INSTRUCTIONS FOR THE TASK: Copy the part of the article on Colorado's wolf reintroduction that begins with the words containing "In his report, Keshel" and ends with "failed by 5.7%.".

When it comes to wildlife management programs, there’s perhaps none more contentious than the Colorado wolf reintroduction effort that was set into motion back in 2020. It was then that voters narrowly approved Proposition 114, mandating the reintroduction of gray wolves west of the Continental Divide. The measure passed by a thin margin, surviving on about 57,000 votes out of more than 3 million that were cast.
As many expected, rural counties where the prospective wild canines would soon call home overwhelmingly rejected the measure, leaving it to be carried by urban and Front Range voters. Now, six years later with wolves on the ground, sky-high depredation claims, and a program that is literally on life support, a new challenge is now landing on federal desks arguing that the whole damn thing was built on sand.
Seth Keshel, a retired Army intelligence captain and election data analyst, known for his deep dives into voting patterns, has since been commissioned by the Colorado Conservation Alliance and the Colorado Independent CattleGrowers Association to examine the 2020 results. His results, which were released just last week, are now casting doubt over the legitimacy of the very votes that brought wolves back to the Centennial State.
In his report, Keshel contends that alleged irregularities and "fortification" around the presidential race (favoring Biden by a wide margin) created a spillover effect on down-ballot measures. Adjusting for what he sees as a more realistic statewide margin, his estimates indicate that Prop 114 would have failed by 5.7%.

CPW
On June 5th, Colorado Conservation Alliance Chairman Michael Clark submitted the analysis to the U.S. Fish and Wildlife Service, asking them to reconsider the state's wolf program implementation agreement while the "will of the people" claim is reviewed.

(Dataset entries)
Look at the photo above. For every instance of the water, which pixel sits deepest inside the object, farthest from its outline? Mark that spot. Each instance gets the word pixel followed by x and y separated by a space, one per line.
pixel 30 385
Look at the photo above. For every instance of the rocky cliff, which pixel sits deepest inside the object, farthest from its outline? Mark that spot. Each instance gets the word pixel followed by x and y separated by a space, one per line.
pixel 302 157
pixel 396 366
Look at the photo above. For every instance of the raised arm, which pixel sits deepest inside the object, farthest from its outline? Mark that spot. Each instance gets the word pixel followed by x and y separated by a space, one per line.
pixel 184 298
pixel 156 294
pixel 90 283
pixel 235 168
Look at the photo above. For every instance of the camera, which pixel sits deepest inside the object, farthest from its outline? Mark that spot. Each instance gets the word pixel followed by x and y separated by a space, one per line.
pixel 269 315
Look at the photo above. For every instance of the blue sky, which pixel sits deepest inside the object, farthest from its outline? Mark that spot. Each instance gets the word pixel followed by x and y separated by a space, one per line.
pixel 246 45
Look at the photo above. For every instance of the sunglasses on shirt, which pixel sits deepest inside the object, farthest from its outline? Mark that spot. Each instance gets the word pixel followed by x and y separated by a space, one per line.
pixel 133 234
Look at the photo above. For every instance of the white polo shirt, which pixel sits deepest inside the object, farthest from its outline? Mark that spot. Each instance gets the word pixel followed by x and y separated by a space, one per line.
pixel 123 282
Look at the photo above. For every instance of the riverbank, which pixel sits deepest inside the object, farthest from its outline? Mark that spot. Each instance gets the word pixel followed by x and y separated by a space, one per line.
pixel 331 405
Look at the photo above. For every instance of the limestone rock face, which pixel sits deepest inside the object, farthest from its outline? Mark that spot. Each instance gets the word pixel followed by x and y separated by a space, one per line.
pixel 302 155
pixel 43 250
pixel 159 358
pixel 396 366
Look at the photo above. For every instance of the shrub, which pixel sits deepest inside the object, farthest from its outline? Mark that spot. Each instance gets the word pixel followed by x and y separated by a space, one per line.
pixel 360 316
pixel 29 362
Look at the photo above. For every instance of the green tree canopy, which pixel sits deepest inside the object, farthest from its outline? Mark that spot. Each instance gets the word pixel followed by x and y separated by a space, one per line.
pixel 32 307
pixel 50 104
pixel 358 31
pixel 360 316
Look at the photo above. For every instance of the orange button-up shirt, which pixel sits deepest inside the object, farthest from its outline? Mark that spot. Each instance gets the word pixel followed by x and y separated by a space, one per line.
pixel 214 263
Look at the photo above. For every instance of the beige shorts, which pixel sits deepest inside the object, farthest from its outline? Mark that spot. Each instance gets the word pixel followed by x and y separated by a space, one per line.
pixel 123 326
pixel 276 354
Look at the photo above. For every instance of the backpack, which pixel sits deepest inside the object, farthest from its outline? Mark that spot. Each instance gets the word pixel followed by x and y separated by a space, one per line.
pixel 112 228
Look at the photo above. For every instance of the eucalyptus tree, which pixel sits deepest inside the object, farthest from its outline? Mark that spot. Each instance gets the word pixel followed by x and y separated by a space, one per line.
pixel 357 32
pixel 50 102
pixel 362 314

FINAL ANSWER:
In his report, Keshel contends that alleged irregularities and "fortification" around the presidential race (favoring Biden by a wide margin) created a spillover effect on down-ballot measures. Adjusting for what he sees as a more realistic statewide margin, his estimates indicate that Prop 114 would have failed by 5.7%.